Record set:
------------
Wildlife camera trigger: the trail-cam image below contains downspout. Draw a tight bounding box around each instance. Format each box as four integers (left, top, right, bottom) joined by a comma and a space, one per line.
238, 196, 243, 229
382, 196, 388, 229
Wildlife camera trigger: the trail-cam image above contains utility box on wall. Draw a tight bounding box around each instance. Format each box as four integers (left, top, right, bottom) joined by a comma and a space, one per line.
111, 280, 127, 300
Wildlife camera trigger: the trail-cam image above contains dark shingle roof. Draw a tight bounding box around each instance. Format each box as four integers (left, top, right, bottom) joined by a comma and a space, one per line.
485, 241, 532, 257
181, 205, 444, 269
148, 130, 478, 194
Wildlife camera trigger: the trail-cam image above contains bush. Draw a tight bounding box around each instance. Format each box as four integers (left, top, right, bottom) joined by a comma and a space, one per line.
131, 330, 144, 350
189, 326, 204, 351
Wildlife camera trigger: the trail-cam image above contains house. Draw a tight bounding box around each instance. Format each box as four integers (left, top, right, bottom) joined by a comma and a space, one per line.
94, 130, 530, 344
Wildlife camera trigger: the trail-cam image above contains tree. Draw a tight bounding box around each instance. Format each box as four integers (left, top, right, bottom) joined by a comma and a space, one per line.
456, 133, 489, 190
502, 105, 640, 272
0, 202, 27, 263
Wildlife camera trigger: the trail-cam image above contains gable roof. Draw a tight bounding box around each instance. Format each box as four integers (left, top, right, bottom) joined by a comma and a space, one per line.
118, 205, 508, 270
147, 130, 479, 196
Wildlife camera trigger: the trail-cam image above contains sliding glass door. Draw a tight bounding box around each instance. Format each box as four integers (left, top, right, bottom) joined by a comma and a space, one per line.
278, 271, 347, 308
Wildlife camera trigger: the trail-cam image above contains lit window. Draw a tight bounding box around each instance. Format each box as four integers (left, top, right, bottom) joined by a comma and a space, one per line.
------------
Work to be completed: Add 40 to every box coordinate in the answers and write out the rows again, requests included, beginning at the line that has "above contains tree." and stopping after the line that has "147, 130, 479, 196".

Exercise response:
Wildlife camera trigger: the trail-cam image above contains tree. Draw a tight bounding box around each instance. Format each box as four integers (left, top, right, bottom) joined by a comma and a space, one per line.
496, 173, 529, 230
542, 145, 680, 312
40, 242, 67, 303
Wildlife camera trigger: the trail-cam image above contains gable roof. Draw a tight bounding box around each instance. Format each box as four integers (left, top, right, bottom) joined by a comma and a space, one per line.
158, 245, 548, 310
187, 170, 519, 236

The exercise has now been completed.